----- MATERIAL SUPPLIED -----

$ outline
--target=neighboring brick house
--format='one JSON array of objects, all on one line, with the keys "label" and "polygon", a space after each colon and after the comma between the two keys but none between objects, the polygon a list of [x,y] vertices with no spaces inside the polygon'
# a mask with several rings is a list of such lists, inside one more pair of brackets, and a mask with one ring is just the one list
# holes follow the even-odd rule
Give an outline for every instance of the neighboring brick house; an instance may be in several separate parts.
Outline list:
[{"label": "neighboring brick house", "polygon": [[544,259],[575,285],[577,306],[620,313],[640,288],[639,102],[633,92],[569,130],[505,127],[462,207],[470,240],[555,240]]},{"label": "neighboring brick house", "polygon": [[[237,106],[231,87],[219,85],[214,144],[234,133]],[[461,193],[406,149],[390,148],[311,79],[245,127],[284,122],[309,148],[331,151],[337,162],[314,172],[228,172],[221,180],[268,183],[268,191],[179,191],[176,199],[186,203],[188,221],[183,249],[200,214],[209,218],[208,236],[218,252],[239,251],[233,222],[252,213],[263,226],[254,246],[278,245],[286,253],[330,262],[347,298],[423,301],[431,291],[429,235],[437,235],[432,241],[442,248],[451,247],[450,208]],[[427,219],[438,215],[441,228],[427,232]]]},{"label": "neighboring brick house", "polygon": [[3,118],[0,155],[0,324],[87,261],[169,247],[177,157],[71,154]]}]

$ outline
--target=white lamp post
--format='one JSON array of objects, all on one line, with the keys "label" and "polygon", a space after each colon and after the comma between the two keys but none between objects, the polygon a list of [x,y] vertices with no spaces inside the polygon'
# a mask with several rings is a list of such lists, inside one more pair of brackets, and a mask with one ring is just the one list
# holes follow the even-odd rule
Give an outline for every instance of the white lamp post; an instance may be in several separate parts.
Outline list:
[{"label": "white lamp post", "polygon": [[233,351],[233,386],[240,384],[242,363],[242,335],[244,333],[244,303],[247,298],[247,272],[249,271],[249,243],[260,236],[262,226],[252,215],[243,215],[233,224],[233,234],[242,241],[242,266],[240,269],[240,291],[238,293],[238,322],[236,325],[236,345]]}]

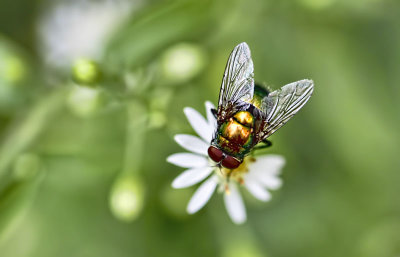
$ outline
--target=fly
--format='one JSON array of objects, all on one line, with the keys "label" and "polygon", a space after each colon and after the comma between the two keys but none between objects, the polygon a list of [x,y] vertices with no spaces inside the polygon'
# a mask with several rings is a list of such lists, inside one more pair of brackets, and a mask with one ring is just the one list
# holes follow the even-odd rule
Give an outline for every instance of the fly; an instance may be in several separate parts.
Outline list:
[{"label": "fly", "polygon": [[[227,169],[236,169],[259,143],[267,140],[310,99],[314,83],[300,80],[269,92],[254,85],[253,61],[246,43],[237,45],[226,64],[219,92],[217,118],[208,155]],[[258,147],[258,146],[257,146]]]}]

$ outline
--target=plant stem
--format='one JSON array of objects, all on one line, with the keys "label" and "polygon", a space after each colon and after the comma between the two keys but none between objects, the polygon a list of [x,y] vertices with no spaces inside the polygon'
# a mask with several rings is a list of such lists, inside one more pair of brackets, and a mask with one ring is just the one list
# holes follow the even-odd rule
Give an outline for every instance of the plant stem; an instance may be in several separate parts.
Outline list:
[{"label": "plant stem", "polygon": [[148,115],[145,106],[136,100],[127,103],[126,149],[123,173],[140,170],[145,148]]},{"label": "plant stem", "polygon": [[65,90],[58,89],[41,98],[21,120],[16,121],[0,145],[0,177],[14,159],[25,151],[52,121],[64,104]]}]

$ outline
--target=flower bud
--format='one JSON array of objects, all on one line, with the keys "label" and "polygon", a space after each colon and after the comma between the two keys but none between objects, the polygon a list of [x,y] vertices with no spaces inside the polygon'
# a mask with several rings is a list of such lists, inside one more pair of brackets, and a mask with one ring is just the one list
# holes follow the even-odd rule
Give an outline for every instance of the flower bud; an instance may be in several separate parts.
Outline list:
[{"label": "flower bud", "polygon": [[12,97],[15,88],[26,81],[28,63],[16,45],[0,37],[0,101]]},{"label": "flower bud", "polygon": [[149,115],[149,128],[159,129],[167,124],[167,116],[162,111],[152,111]]},{"label": "flower bud", "polygon": [[95,86],[101,79],[100,68],[92,60],[77,59],[72,67],[72,78],[79,85]]},{"label": "flower bud", "polygon": [[110,209],[119,220],[130,222],[142,212],[144,205],[144,186],[138,176],[122,175],[111,189]]},{"label": "flower bud", "polygon": [[206,53],[198,45],[181,43],[169,48],[161,58],[167,81],[185,82],[198,75],[206,63]]},{"label": "flower bud", "polygon": [[8,55],[0,58],[0,80],[6,85],[18,84],[25,74],[25,63],[19,57]]},{"label": "flower bud", "polygon": [[[247,231],[246,231],[247,232]],[[246,233],[245,232],[245,233]],[[265,256],[263,251],[258,247],[252,237],[243,237],[234,239],[230,244],[224,245],[222,249],[223,257],[262,257]]]}]

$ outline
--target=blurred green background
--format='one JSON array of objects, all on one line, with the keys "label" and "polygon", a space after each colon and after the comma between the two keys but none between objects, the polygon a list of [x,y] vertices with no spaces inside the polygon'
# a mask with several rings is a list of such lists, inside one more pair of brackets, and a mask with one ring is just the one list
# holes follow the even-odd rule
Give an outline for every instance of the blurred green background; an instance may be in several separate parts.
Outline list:
[{"label": "blurred green background", "polygon": [[[0,2],[0,256],[400,256],[400,3],[394,0]],[[271,137],[283,187],[221,195],[166,163],[217,102],[230,51],[256,81],[310,78]]]}]

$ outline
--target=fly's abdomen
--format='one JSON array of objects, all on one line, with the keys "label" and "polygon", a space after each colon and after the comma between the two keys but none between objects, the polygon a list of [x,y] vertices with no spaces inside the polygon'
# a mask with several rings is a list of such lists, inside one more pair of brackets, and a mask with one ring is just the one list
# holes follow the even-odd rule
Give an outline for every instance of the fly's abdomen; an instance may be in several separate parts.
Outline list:
[{"label": "fly's abdomen", "polygon": [[228,153],[243,154],[253,141],[254,117],[248,111],[237,112],[218,130],[217,141]]}]

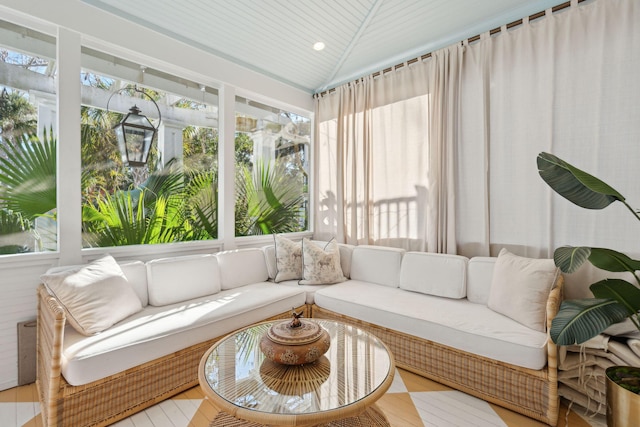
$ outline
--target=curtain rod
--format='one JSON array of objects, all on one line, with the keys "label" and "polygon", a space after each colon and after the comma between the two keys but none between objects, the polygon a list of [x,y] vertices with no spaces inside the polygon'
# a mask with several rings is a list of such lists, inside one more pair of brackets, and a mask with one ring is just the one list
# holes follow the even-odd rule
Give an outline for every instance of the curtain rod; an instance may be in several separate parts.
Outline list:
[{"label": "curtain rod", "polygon": [[[582,3],[584,1],[587,1],[587,0],[578,0],[578,3]],[[556,13],[556,12],[558,12],[560,10],[568,8],[569,6],[571,6],[571,1],[567,1],[565,3],[561,3],[561,4],[557,5],[557,6],[553,6],[551,8],[551,12],[552,13]],[[540,11],[538,13],[534,13],[533,15],[529,15],[529,21],[534,21],[534,20],[536,20],[538,18],[542,18],[543,16],[545,16],[545,14],[546,14],[546,11],[542,10],[542,11]],[[513,27],[517,27],[518,25],[522,25],[522,21],[523,21],[523,19],[521,18],[521,19],[518,19],[516,21],[510,22],[510,23],[508,23],[506,25],[506,27],[507,27],[508,30],[513,28]],[[489,31],[489,35],[493,36],[494,34],[498,34],[501,31],[502,31],[501,27],[497,27],[497,28],[494,28],[493,30],[490,30]],[[467,40],[468,43],[476,42],[476,41],[480,40],[480,34],[475,35],[473,37],[469,37],[466,40]],[[462,43],[462,41],[459,42],[459,43]],[[371,77],[381,76],[384,73],[388,73],[390,71],[397,70],[399,68],[404,67],[405,65],[411,65],[411,64],[414,64],[414,63],[416,63],[418,61],[424,61],[425,59],[430,58],[430,57],[431,57],[431,52],[425,53],[424,55],[420,55],[420,56],[418,56],[416,58],[410,59],[407,62],[402,62],[402,63],[396,64],[396,65],[394,65],[392,67],[387,67],[387,68],[385,68],[385,69],[383,69],[381,71],[376,71],[374,73],[371,73]],[[360,78],[358,78],[356,80],[353,80],[351,83],[346,83],[346,84],[355,84],[355,83],[358,83],[358,81],[360,81],[361,79],[362,79],[362,77],[360,77]],[[336,88],[331,88],[331,89],[325,90],[323,92],[316,93],[315,95],[313,95],[313,97],[315,98],[315,97],[318,97],[318,96],[324,96],[324,95],[326,95],[328,93],[335,92],[335,90],[336,90]]]}]

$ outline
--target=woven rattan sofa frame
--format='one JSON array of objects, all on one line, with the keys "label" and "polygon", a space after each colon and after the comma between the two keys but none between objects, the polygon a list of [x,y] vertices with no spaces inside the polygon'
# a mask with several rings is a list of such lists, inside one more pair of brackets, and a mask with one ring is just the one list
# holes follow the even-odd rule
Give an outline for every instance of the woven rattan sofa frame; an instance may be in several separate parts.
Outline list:
[{"label": "woven rattan sofa frame", "polygon": [[[66,317],[60,303],[38,287],[37,388],[47,427],[107,426],[198,384],[198,365],[217,337],[81,386],[61,373]],[[309,307],[302,306],[309,317]],[[284,319],[291,311],[263,320]],[[247,326],[247,325],[243,325]]]},{"label": "woven rattan sofa frame", "polygon": [[[546,305],[547,329],[558,313],[564,280],[559,276]],[[558,350],[547,340],[547,365],[533,370],[447,347],[312,305],[318,319],[352,323],[384,341],[396,366],[555,426],[558,421]]]}]

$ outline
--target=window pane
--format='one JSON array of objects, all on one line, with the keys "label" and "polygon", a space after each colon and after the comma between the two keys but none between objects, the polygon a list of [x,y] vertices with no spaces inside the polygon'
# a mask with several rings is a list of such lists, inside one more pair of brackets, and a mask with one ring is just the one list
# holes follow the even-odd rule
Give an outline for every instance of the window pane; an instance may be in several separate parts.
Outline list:
[{"label": "window pane", "polygon": [[85,48],[83,66],[84,247],[217,238],[217,90]]},{"label": "window pane", "polygon": [[0,255],[58,248],[55,43],[0,20]]},{"label": "window pane", "polygon": [[311,120],[236,98],[236,236],[309,228]]}]

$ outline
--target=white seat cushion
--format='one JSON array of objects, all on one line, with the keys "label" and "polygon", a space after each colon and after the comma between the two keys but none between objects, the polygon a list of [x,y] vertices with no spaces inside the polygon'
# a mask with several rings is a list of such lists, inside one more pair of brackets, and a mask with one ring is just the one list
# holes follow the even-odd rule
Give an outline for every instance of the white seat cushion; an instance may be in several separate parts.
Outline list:
[{"label": "white seat cushion", "polygon": [[315,303],[384,328],[531,369],[547,363],[547,335],[466,299],[351,280],[315,293]]},{"label": "white seat cushion", "polygon": [[256,283],[163,307],[147,306],[85,337],[65,329],[62,374],[82,385],[223,336],[305,302],[301,289]]},{"label": "white seat cushion", "polygon": [[315,294],[320,289],[324,289],[327,286],[333,285],[301,285],[299,280],[285,280],[284,282],[278,283],[280,286],[291,286],[297,289],[300,289],[306,294],[307,304],[313,304],[315,300]]}]

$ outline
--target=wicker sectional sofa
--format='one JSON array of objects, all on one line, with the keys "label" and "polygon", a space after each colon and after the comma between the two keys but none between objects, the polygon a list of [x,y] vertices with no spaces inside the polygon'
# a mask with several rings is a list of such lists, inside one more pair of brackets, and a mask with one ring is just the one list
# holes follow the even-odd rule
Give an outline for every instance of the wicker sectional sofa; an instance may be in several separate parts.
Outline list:
[{"label": "wicker sectional sofa", "polygon": [[[398,367],[555,426],[557,348],[546,329],[560,306],[563,277],[552,271],[553,260],[505,256],[515,259],[512,267],[520,269],[506,279],[507,286],[514,285],[506,299],[514,311],[536,307],[542,325],[532,329],[521,323],[528,319],[509,308],[501,310],[492,298],[492,288],[500,287],[500,280],[494,280],[498,264],[504,264],[499,258],[358,246],[350,280],[315,292],[311,313],[376,334]],[[548,274],[542,278],[534,272],[533,277],[546,282],[539,288],[546,291],[530,303],[524,295],[517,301],[517,294],[524,292],[516,276],[532,273],[523,264],[539,263],[546,264]],[[509,268],[500,270],[503,274]]]},{"label": "wicker sectional sofa", "polygon": [[556,424],[556,347],[544,328],[558,310],[562,276],[543,287],[536,310],[544,326],[533,330],[489,307],[498,258],[338,246],[345,280],[336,284],[275,283],[281,264],[273,245],[120,262],[141,309],[97,334],[79,333],[70,324],[78,319],[70,319],[52,286],[41,285],[37,385],[44,424],[109,425],[193,387],[214,342],[286,318],[292,308],[358,324],[387,343],[398,366]]},{"label": "wicker sectional sofa", "polygon": [[197,385],[200,359],[218,339],[307,309],[304,291],[268,282],[258,248],[120,267],[142,308],[97,334],[70,325],[68,307],[45,286],[78,266],[50,272],[38,288],[36,383],[45,426],[126,418]]}]

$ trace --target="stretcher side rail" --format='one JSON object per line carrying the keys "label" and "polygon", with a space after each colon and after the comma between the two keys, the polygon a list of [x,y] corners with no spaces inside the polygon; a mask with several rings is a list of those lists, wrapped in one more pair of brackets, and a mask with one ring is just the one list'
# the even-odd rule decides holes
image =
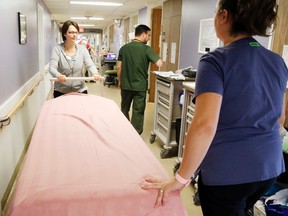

-----

— EXERCISE —
Write the number of lines in the listing above that contain the word "separate". No other text should appear.

— ANSWER FOR THE TASK —
12